Aim of the exercise |
Can you reproduce the stretch of the material from the line containing "the white road" through the line containing "312), (770, 430)]", with "evergreen tree" replaced by "conifer" and nothing else changed?

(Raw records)
· · · · ·

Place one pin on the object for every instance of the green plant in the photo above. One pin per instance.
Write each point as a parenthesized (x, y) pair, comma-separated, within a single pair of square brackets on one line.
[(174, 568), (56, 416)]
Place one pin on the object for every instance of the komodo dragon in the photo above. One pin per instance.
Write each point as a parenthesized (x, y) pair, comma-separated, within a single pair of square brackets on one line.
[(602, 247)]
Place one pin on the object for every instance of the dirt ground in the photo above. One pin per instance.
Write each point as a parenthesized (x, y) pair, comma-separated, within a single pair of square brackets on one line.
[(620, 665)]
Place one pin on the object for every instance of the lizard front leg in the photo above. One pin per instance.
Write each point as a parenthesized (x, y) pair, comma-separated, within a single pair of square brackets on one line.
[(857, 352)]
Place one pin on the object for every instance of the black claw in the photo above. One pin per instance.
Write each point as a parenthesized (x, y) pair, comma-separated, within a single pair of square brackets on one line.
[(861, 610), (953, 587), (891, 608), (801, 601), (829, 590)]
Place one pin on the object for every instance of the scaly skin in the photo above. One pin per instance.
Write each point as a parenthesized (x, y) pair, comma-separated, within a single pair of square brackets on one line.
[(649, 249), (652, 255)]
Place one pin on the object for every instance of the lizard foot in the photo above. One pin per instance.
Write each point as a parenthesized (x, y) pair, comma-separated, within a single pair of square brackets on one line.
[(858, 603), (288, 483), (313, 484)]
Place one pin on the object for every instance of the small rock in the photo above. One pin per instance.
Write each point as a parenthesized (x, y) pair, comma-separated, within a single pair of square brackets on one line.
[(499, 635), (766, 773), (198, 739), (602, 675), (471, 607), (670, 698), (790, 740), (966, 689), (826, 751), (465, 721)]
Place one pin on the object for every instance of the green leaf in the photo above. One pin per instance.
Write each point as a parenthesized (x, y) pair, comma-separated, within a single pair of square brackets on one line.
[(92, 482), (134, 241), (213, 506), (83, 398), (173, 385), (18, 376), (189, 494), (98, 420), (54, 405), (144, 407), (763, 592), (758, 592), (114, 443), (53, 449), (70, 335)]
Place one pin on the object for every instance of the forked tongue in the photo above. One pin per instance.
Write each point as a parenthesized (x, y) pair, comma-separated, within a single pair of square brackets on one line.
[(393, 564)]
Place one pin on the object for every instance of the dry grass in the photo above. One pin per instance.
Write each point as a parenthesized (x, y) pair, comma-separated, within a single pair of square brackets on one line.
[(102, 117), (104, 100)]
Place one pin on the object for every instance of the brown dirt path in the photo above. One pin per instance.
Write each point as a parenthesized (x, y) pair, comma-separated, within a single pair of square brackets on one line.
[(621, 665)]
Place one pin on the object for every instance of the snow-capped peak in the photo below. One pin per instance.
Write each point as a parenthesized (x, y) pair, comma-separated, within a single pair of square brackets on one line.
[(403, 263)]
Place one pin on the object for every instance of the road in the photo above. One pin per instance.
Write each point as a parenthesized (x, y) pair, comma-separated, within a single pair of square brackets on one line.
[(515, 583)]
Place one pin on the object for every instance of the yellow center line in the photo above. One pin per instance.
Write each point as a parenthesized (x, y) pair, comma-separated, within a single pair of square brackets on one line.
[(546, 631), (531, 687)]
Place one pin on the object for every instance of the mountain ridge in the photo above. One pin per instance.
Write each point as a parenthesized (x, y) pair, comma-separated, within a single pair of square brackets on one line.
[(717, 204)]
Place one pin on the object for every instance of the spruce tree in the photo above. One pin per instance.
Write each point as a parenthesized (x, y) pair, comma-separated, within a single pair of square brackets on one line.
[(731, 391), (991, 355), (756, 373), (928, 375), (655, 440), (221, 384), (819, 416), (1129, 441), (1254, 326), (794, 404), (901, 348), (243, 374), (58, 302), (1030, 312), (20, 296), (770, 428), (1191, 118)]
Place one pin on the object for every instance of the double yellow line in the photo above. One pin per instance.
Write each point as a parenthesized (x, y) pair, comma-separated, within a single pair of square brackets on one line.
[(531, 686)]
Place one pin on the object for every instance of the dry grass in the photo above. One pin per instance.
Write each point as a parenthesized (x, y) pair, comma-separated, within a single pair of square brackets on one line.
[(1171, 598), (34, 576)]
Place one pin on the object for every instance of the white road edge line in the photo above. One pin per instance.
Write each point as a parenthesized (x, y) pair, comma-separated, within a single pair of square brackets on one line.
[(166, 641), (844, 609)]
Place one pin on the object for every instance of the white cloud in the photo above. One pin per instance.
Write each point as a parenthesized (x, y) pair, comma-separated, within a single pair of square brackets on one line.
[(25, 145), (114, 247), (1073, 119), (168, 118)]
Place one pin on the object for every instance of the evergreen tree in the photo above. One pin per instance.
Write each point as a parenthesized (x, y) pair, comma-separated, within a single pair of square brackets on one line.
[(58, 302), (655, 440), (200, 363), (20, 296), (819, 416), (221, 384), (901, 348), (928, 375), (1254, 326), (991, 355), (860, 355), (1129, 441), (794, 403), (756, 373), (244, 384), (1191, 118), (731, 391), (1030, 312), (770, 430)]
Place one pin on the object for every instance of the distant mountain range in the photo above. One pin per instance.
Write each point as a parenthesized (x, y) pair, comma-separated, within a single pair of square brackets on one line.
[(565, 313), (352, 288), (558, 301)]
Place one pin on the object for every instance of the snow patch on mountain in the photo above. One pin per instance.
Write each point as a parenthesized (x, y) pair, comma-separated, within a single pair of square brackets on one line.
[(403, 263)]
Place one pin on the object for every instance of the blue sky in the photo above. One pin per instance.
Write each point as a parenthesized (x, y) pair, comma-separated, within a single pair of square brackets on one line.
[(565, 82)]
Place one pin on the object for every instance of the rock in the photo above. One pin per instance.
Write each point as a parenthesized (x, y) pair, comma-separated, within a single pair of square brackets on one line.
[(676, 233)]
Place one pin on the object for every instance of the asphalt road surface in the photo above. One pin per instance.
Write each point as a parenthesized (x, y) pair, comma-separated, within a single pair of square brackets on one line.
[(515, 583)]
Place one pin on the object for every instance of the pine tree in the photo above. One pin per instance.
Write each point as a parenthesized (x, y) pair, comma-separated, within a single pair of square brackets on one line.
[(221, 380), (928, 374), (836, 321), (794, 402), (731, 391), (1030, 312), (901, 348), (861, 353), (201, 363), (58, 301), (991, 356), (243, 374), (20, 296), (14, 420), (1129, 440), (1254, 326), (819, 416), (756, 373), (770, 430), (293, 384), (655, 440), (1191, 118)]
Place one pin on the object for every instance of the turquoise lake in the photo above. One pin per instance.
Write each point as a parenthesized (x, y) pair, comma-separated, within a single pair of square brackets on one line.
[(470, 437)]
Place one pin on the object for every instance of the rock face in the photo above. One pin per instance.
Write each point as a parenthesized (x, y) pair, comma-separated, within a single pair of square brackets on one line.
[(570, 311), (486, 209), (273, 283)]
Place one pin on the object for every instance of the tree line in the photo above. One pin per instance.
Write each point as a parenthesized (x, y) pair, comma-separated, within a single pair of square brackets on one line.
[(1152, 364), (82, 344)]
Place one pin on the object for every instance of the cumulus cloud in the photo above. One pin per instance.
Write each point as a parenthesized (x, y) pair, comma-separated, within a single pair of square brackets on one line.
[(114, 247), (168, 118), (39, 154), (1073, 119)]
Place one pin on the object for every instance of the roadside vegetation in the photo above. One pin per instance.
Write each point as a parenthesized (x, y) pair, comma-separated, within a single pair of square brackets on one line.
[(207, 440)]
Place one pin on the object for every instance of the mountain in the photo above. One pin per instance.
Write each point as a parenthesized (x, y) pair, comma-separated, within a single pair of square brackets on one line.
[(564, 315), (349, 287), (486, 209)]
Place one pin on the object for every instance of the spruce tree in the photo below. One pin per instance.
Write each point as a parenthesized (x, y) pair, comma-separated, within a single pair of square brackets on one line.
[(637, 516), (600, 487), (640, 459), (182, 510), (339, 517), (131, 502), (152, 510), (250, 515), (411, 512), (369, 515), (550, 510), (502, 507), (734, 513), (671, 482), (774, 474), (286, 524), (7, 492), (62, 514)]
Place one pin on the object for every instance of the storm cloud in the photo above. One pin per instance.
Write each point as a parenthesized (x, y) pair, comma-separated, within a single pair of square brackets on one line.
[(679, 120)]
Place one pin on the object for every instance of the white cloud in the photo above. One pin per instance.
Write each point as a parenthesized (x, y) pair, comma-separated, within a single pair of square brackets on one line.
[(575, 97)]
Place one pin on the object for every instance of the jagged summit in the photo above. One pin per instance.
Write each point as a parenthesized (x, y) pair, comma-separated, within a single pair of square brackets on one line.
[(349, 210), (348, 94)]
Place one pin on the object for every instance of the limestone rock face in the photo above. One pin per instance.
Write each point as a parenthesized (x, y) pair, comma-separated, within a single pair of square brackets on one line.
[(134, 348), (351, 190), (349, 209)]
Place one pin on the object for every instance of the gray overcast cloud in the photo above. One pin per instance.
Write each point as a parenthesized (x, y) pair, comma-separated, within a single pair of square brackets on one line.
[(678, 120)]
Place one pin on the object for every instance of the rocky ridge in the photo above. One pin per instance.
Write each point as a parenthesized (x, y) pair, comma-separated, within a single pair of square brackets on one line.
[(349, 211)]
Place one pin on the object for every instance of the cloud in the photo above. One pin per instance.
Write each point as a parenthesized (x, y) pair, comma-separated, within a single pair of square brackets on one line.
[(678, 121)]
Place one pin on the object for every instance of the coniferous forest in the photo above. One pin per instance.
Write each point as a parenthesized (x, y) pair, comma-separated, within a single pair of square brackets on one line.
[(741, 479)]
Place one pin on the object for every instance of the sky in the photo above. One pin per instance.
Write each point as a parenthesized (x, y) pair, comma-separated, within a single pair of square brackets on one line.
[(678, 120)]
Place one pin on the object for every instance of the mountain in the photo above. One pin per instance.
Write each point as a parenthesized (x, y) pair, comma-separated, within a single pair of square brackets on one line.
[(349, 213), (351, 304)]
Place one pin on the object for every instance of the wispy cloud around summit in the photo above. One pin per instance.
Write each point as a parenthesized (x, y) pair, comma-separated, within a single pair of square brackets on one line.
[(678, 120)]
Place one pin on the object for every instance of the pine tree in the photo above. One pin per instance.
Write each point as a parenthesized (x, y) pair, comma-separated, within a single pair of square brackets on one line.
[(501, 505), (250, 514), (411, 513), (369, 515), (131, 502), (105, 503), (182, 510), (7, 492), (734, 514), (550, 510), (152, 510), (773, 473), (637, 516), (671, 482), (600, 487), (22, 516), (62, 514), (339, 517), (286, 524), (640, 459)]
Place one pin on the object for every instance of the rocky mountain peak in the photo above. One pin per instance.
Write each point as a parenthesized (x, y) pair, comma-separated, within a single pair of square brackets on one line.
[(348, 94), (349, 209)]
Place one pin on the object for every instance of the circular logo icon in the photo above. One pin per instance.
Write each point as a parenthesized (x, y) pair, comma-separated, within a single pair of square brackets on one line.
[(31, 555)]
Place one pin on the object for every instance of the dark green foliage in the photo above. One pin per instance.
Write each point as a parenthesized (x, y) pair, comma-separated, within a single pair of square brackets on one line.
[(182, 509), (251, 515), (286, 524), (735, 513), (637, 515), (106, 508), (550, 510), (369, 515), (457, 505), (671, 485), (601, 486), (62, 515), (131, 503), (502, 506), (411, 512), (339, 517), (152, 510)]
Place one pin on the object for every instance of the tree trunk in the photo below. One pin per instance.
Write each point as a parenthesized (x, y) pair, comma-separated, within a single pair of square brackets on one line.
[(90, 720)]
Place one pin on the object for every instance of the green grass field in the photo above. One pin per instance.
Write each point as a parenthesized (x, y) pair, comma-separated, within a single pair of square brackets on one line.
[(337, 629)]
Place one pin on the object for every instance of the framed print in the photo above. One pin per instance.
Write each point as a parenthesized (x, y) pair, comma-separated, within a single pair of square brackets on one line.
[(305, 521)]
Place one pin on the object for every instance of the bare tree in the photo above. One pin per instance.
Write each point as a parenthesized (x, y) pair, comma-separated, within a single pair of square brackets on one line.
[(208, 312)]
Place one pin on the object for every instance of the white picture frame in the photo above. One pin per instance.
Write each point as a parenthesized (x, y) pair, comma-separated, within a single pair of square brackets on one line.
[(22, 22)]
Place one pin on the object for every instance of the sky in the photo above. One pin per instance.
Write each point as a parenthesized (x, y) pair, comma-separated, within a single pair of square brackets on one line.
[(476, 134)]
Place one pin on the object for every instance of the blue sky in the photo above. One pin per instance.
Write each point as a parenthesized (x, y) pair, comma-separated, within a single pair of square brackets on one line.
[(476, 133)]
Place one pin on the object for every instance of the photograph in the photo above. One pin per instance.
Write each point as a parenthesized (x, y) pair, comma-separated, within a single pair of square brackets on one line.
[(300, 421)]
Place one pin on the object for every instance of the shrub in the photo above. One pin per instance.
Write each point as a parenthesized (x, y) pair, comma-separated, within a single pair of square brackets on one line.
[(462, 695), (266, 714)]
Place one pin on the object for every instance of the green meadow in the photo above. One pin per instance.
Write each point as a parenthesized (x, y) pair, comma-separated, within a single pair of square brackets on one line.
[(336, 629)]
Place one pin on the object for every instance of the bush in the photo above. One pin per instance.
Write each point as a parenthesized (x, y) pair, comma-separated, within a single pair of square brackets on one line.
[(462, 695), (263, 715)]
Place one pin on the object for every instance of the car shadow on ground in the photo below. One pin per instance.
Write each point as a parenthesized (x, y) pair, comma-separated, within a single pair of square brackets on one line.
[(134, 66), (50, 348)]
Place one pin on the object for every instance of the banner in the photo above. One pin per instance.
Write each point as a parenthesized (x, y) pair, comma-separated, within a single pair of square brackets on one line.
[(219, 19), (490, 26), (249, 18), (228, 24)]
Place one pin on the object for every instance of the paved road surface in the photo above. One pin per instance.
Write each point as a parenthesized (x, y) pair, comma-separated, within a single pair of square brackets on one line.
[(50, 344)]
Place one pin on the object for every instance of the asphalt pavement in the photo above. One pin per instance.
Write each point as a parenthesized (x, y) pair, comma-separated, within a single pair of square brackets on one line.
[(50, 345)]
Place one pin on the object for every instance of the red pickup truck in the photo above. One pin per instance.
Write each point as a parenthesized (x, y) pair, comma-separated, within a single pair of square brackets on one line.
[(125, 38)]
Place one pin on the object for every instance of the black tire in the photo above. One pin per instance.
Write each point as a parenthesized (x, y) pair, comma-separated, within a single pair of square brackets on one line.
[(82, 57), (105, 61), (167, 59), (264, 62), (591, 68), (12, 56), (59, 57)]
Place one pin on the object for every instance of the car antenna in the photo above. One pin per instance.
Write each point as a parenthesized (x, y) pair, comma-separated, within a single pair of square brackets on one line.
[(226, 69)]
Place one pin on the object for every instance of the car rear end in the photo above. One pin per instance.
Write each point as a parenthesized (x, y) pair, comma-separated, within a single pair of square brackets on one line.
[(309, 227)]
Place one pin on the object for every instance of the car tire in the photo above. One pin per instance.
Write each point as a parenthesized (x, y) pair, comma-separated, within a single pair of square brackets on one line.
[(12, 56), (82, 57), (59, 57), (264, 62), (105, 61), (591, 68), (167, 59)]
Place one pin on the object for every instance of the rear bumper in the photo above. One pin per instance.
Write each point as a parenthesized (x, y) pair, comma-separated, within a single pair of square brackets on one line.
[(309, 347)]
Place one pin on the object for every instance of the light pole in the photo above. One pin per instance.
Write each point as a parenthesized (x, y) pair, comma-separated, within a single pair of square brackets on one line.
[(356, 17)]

· · · · ·

Result |
Place one pin on the object for every instance of the white road edge line in the photo above. One pin per instance.
Write each point as a parenthesized (x, y) pair, comma-separated, within a single pair of square brackets on one line.
[(166, 641), (844, 609)]
Place one pin on the object for every instance of the white cloud in the photo above. One pin per instance.
Write each point as a parenthesized (x, y) pair, comma-separated, within a single pair of square brackets on one line.
[(25, 145), (114, 247), (1073, 119), (168, 118)]
Place one pin on the object for every instance of the conifer in the photo above. One pin per instance.
Write each point as a parenthesized (x, y) pair, comma-separated, within a single pair of square brackets on one line.
[(58, 302), (655, 440), (200, 363), (20, 296), (819, 416), (221, 384), (901, 348), (928, 375), (1254, 326), (991, 355), (860, 355), (1129, 441), (794, 403), (756, 373), (244, 384), (1191, 118), (731, 391), (1030, 312), (770, 430)]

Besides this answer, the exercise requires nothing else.